__Aim of the exercise__: Repeat the records verbatim and leave the pictures out of your copy.
═══ Recorded data ═══
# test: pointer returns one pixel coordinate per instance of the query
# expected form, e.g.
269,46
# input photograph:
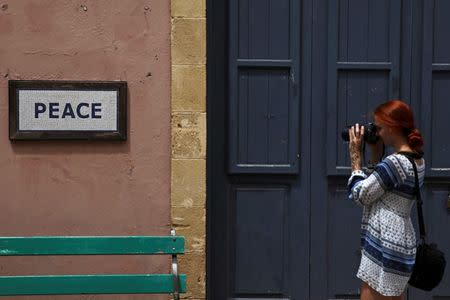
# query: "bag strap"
═══
__Reply__:
# test: pointer returns one pixel coordinate per instance of the query
# expected form, e.g.
269,46
# input photograph:
# query: "bag strap"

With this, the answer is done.